=== Fragmento del texto ===

Rotundamente afirmo que el procés está muerto y enterrado, aunque esto último a los separatistas les cueste reconocerlo pese al ridículo de su impostura. El circo del Parlament de estos últimos días con la presidenta Laura Borràs cediendo ante la JEC y asumiendo la anulación de las funciones del cupero Pau Juvillà como diputado supone la sepultura de cualquier discurso de desobediencia. Es un incidente nimio si no fuera porque durante unos días ERC, Junts y CUP boicotearon la actividad parlamentaria, pero el resultado final confirma mi tesis.
Por ello es importante no confundir tensión secesionista con procés. El procés fue un momento histórico determinado, entre 2012 y 2017, donde las fuerzas independentistas impulsaron una acción insurreccional desde el convencimiento que la amenaza unilateral daría sus frutos, que les podía conducir directamente a la secesión o, como mínimo, a la celebración pactada, seguramente gracias a una mediación europea, de un referéndum de autodeterminación.
La estrategia no fue otra que la agitación de masas y la propaganda tutiplén, “montar un buen pollo”, como dijo una vez Jordi Pujol, para que la opinión internacional mirara a Cataluña y se forzara una vía de ruptura territorial. Por eso tras el 1 de octubre, cuando esa mediación internacional no se produjo y en la Unión Europea hubo un cierre de filas a favor de la integridad del Reino de España desde el respeto a la Constitución, el Govern de Puigdemont no supo qué hacer. Ahí murió el procés, tras la DUI de mentirijillas del 27 de octubre, que fue solo un postureo para salvar la cara frente a los suyos, para hacer ver que hacían algo. La huida del expresident a Bélgica y el acatamiento del artículo 155 por parte del resto del ejecutivo catalán resume perfectamente su derrota.
En el otoño del 2017 murió el sueño de la unilateralidad, que fue el deus ex machina del procés, aunque una vez desahuciado conoció un epílogo donde los más fanáticos creyeron que podría resucitar. La etapa de la presidencia de Quim Torra y la fuerza del legitimismo de Puigdemont hasta 2019 hicieron que el cadáver del procés fuera velado como si en realidad solo estuviera convaleciente y que en cualquier momento fuera a despertar con toda su fuerza.
El juicio y la sentencia de cárcel a los líderes independentistas supuso un duro mazazo, reveló muchas de sus vergüenzas y que confirmó al votante de esos partidos que el procés no había servido para nada. Entonces se desencadenó un episodio de mucha rabia, con nuevas manifestaciones, protestas, ocupaciones de infraestructuras, huelgas y llamativas quemas de contenedores en las calles y plazas. Hoy todo aquello se ha leer en realidad como una especie de ceremonia de entierro, como una catarsis de despedida. Luego llegó la calma que la pandemia remató por completo y que no tiene visos de cambiar porque su electorado, aunque les gustaría la independencia, ya no creen que sea posible.

===

**Ejercicios**:
a) Resume en dos oraciones el fragmento sobre el procés.
b) Repite literalmente el fragmento sobre el procés desde "El juicio y" hasta "que sea posible.", ambos incluidos.
Utiliza únicamente la información del fragmento.

=== Líneas proporcionadas ===

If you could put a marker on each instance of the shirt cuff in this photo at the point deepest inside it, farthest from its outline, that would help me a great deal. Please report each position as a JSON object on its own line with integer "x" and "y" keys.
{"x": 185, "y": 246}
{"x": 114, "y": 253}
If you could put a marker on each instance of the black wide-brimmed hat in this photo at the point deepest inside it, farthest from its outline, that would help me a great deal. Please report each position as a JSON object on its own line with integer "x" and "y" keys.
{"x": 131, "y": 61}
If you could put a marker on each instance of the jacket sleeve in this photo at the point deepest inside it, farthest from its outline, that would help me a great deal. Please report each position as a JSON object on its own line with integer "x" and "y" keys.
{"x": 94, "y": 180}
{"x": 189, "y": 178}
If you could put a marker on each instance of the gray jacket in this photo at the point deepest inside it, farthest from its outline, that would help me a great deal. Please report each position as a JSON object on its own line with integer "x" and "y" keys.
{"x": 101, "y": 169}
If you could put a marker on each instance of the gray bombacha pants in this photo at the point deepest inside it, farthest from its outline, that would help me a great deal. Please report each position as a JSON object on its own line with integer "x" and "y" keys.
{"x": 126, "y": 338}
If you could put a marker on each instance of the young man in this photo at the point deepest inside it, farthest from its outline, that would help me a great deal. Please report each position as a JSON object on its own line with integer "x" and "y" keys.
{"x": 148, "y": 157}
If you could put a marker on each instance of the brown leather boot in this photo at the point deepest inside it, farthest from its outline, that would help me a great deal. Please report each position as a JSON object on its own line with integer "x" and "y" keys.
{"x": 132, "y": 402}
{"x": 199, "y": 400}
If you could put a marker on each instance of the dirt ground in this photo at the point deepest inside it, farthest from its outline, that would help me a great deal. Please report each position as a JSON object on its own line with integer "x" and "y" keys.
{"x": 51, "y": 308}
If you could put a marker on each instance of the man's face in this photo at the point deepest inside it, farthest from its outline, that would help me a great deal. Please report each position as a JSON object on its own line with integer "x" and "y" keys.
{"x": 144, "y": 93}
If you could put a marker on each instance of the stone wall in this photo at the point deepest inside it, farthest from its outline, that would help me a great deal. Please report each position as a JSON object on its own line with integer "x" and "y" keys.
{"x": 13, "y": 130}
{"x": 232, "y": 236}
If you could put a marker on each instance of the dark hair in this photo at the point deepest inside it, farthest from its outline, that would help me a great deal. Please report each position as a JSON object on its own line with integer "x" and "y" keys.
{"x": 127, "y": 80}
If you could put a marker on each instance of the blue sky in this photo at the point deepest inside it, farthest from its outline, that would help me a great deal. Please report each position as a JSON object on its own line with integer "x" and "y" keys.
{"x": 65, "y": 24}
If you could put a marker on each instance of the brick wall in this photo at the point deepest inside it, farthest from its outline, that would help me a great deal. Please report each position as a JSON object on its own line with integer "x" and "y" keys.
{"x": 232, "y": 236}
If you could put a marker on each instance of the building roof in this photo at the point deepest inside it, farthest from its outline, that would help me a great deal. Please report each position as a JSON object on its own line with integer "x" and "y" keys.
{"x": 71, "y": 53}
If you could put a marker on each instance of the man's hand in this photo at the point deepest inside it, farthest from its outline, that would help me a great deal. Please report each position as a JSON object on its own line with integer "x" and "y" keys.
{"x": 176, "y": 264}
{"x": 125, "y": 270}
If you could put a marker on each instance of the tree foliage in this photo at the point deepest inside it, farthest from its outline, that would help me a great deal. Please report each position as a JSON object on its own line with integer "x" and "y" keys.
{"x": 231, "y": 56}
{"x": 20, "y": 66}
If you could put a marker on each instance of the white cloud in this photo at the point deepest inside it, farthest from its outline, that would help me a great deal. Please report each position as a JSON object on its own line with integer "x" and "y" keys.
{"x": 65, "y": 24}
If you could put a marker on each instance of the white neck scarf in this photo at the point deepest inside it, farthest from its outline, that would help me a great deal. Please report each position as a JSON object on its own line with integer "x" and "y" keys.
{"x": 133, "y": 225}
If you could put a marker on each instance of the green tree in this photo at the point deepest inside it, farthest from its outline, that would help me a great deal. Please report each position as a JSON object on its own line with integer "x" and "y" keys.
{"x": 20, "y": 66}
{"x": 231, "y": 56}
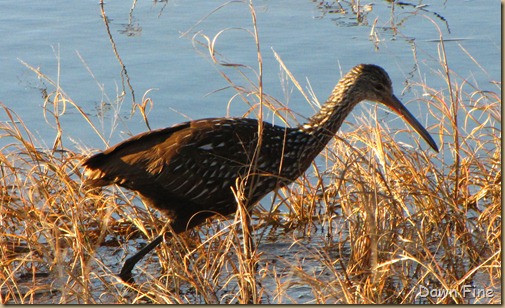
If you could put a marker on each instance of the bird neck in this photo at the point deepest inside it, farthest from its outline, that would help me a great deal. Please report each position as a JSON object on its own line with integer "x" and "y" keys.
{"x": 325, "y": 124}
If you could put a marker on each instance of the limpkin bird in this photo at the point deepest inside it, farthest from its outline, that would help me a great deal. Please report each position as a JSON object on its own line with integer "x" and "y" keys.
{"x": 188, "y": 170}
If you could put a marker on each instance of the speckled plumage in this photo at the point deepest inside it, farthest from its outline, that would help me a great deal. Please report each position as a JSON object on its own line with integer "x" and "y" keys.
{"x": 187, "y": 171}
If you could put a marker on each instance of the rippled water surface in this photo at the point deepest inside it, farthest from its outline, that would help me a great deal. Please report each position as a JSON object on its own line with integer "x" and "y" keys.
{"x": 157, "y": 42}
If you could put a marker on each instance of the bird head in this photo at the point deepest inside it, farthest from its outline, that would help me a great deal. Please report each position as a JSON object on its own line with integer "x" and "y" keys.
{"x": 371, "y": 82}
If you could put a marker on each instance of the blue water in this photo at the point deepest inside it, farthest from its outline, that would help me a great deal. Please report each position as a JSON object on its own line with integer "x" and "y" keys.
{"x": 65, "y": 39}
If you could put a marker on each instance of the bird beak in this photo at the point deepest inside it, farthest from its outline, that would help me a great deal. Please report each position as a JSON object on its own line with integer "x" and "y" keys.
{"x": 395, "y": 104}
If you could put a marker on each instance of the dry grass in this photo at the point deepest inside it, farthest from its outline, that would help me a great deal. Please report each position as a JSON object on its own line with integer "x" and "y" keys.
{"x": 371, "y": 222}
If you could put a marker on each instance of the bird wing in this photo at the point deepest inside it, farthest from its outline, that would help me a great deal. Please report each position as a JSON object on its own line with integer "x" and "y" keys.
{"x": 191, "y": 161}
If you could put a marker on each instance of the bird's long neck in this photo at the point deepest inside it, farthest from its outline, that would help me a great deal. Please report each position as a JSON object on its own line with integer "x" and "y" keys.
{"x": 324, "y": 125}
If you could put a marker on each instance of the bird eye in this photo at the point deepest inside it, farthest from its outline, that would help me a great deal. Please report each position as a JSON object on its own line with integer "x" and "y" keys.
{"x": 379, "y": 87}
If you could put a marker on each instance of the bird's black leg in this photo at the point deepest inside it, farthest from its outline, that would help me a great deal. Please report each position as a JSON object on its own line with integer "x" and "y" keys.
{"x": 126, "y": 271}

===

**Respuestas en orden**:
a) El fragmento sostiene que el procés, el momento histórico entre 2012 y 2017 en que las fuerzas independentistas impulsaron una acción insurreccional, está muerto y enterrado. Murió tras el 1 de octubre y la DUI del 27 de octubre, cuando no se produjo la mediación internacional, y la calma posterior no tiene visos de cambiar porque su electorado ya no cree que la independencia sea posible.

b)
El juicio y la sentencia de cárcel a los líderes independentistas supuso un duro mazazo, reveló muchas de sus vergüenzas y que confirmó al votante de esos partidos que el procés no había servido para nada. Entonces se desencadenó un episodio de mucha rabia, con nuevas manifestaciones, protestas, ocupaciones de infraestructuras, huelgas y llamativas quemas de contenedores en las calles y plazas. Hoy todo aquello se ha leer en realidad como una especie de ceremonia de entierro, como una catarsis de despedida. Luego llegó la calma que la pandemia remató por completo y que no tiene visos de cambiar porque su electorado, aunque les gustaría la independencia, ya no creen que sea posible.